## [Requirement]
Please edit the lines from the line with "I need to know whether any blue" up to and including the line with "[0,127,630,353]", changing "marine vegetation" to "seaweed" and keeping everything else the same. Return only those lines.

─── Entries provided ───

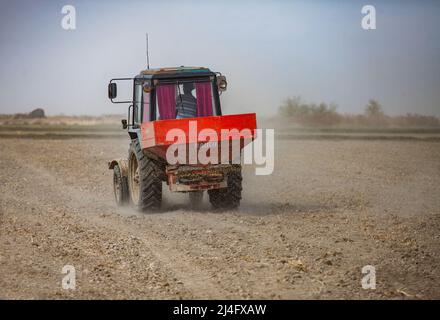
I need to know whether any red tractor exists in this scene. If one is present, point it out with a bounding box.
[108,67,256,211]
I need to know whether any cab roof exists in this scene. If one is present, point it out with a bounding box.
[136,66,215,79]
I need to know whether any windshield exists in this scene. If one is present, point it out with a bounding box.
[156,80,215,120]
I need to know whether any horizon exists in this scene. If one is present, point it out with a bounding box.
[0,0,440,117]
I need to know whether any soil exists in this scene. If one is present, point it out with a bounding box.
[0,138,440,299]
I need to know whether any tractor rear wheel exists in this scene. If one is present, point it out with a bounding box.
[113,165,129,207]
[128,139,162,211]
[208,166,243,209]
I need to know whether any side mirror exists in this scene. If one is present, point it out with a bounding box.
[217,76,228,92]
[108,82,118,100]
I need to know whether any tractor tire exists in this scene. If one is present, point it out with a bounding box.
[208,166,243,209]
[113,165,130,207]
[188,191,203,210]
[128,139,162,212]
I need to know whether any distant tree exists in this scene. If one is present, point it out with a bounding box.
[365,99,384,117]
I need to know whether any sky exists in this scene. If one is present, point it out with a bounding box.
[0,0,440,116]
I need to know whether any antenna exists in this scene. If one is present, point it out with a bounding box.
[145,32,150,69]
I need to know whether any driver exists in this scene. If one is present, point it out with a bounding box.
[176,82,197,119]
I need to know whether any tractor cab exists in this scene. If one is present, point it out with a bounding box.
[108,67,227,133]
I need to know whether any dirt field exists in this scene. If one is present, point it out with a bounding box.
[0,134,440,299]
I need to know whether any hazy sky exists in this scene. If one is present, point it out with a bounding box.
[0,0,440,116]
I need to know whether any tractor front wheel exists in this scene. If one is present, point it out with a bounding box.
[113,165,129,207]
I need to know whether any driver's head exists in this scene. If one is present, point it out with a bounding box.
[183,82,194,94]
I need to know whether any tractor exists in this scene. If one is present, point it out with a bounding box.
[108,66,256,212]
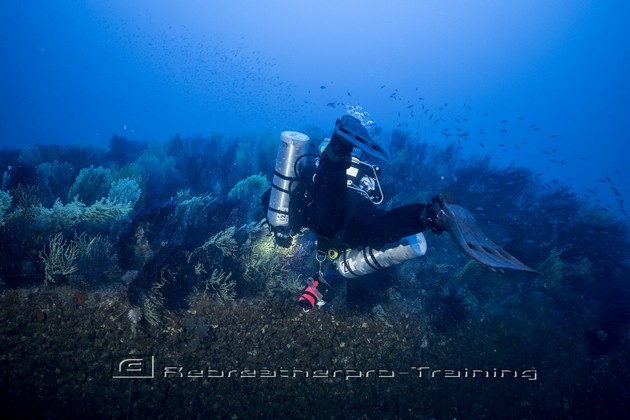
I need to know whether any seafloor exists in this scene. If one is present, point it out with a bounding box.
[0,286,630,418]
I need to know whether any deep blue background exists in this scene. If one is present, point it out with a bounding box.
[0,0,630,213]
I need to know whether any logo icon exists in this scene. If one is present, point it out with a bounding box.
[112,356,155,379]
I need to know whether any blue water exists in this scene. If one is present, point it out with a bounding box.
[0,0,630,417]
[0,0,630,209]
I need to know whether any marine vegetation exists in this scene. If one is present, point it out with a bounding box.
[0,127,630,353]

───
─── Entries provided ───

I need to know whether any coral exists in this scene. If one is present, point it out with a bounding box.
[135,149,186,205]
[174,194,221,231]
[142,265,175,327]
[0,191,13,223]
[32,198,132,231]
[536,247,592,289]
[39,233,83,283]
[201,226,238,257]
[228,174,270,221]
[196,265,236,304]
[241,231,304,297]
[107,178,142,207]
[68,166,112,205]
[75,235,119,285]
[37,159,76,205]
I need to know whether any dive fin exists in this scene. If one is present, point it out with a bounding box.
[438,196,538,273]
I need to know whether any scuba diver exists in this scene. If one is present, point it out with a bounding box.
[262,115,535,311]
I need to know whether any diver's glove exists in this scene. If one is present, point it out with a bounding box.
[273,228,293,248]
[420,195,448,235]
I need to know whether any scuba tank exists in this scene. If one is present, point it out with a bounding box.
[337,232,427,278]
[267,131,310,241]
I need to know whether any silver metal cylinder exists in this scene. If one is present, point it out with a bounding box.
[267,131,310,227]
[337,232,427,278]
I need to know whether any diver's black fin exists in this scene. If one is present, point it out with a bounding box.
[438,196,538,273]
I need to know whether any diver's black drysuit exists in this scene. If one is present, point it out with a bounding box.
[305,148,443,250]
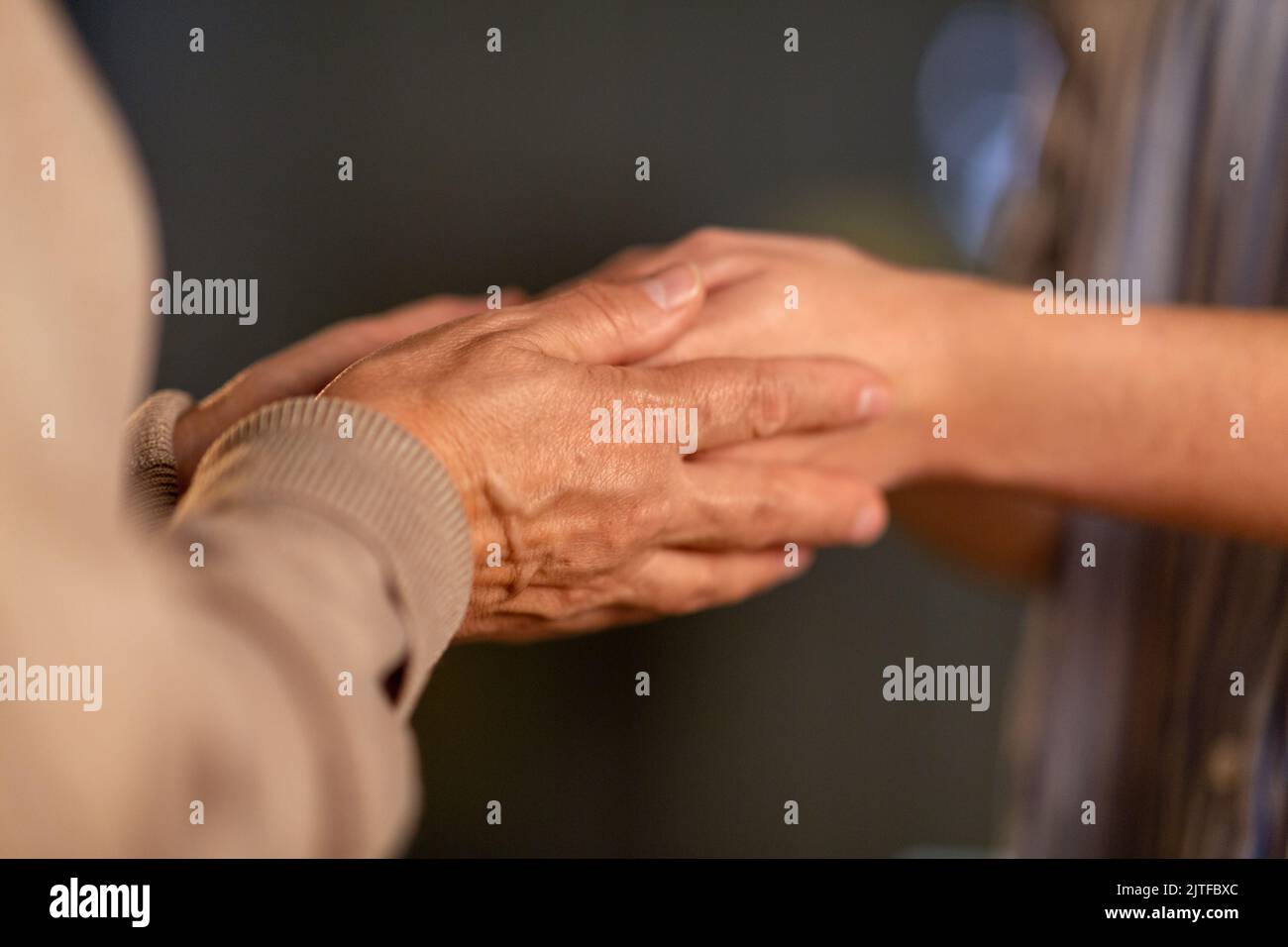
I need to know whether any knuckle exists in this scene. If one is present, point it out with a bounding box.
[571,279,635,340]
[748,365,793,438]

───
─── Entries provided ───

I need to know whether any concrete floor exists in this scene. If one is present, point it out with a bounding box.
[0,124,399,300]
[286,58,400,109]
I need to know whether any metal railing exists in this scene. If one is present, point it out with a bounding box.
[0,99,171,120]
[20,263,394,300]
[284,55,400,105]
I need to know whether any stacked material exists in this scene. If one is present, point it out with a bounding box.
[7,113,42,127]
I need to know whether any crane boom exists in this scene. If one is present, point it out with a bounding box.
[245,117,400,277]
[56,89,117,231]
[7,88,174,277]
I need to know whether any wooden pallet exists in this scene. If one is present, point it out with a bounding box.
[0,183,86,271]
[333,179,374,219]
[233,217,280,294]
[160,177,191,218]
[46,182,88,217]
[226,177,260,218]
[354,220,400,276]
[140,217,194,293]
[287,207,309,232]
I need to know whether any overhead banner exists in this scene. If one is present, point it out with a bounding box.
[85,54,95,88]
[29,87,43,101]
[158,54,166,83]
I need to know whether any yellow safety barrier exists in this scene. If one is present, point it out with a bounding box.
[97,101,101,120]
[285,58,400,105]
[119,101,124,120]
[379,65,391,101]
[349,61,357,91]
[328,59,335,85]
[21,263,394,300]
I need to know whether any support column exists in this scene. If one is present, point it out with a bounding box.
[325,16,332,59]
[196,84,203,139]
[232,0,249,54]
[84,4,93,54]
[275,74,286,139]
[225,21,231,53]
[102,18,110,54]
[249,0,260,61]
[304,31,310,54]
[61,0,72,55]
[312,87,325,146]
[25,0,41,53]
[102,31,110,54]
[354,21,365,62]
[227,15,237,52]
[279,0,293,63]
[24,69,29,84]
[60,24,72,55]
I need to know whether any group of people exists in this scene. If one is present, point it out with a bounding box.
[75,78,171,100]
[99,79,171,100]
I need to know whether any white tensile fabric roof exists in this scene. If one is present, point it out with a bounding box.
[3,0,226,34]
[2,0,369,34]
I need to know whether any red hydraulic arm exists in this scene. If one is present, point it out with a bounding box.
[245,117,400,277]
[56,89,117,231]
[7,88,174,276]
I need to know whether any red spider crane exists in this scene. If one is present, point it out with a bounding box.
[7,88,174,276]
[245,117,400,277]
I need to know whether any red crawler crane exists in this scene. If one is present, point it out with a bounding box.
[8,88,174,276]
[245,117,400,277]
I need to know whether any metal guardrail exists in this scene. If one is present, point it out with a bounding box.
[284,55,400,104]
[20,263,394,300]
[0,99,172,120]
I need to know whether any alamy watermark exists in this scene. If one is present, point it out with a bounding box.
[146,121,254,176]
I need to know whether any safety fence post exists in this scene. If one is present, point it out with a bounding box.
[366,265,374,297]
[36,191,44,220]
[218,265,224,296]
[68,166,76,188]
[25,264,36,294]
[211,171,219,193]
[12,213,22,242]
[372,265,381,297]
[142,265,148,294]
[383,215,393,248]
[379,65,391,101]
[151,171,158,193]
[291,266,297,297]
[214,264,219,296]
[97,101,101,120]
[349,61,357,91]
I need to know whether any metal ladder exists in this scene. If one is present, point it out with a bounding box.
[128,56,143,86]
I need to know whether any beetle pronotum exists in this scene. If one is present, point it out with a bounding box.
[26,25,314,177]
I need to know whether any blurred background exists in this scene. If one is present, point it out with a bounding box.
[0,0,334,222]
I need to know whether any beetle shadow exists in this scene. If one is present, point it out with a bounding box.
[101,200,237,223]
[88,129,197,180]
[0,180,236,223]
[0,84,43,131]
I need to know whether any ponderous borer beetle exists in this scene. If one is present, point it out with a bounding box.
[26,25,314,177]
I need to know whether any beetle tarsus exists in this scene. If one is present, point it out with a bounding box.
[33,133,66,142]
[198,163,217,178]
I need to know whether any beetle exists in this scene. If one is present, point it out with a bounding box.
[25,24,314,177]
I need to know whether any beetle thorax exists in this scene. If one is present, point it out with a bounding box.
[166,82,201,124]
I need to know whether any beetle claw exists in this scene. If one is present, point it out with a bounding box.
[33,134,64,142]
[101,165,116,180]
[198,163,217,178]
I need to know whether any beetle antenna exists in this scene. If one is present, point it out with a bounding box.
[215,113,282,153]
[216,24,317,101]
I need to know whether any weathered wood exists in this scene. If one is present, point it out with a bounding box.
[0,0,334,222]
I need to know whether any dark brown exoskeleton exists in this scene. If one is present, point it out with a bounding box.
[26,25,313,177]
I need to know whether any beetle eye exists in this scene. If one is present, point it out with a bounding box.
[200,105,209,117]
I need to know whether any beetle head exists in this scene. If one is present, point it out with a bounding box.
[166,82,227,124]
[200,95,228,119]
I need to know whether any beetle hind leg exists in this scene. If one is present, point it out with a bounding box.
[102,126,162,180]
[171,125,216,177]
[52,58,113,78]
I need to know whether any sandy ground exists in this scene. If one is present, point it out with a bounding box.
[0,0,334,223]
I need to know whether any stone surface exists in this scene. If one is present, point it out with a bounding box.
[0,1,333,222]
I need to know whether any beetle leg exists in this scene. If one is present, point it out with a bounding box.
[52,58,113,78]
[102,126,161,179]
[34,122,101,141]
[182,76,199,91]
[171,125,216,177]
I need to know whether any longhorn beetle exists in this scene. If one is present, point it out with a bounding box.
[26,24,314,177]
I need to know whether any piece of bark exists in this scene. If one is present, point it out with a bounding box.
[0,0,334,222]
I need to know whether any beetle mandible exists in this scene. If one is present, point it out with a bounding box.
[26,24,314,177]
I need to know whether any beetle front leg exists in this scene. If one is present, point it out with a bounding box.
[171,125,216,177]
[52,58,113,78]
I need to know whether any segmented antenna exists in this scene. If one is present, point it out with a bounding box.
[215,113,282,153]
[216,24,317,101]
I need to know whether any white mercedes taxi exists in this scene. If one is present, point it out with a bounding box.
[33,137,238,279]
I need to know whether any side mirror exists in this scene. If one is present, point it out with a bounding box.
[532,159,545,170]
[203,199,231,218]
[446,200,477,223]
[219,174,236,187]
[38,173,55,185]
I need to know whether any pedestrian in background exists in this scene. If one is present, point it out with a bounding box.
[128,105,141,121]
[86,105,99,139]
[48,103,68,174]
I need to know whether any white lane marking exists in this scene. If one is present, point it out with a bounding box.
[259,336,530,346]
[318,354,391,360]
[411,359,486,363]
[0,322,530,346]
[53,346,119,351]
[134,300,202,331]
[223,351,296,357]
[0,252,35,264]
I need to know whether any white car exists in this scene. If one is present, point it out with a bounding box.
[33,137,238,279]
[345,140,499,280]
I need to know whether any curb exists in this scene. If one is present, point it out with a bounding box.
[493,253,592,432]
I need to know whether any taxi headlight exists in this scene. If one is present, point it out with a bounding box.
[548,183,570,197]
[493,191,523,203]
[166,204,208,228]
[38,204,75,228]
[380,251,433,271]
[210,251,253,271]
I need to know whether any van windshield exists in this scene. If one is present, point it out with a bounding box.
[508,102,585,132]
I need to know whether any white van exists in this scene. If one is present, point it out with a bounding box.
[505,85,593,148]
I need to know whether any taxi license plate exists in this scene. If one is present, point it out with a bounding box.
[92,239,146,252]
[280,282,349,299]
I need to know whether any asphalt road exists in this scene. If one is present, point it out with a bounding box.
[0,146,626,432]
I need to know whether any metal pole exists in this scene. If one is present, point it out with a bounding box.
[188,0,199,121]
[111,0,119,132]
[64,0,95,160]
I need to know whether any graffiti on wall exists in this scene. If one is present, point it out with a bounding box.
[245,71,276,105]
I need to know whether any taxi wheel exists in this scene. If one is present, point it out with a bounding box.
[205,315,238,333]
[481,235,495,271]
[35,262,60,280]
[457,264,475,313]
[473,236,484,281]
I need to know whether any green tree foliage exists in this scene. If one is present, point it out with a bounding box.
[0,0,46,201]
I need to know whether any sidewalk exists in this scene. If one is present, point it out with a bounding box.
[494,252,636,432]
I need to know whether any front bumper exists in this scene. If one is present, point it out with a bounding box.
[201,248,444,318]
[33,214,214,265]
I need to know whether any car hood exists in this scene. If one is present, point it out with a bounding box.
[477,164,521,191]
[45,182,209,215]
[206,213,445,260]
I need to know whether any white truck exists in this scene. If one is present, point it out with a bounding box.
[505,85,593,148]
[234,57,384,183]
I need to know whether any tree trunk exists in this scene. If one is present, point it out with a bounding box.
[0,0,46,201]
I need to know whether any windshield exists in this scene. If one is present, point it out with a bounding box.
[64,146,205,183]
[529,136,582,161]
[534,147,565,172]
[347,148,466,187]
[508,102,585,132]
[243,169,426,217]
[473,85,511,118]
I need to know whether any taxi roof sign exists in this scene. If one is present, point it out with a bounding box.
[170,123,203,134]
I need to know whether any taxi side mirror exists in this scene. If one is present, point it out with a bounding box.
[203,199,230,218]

───

## [Written response]
I need to know whether any blue water exists in this scene. If one is present, point it out with a bounding box.
[0,0,630,417]
[0,0,630,209]
I need to know whether any seaweed exists in this scene. If one is present, point it out with a bounding box.
[0,127,630,353]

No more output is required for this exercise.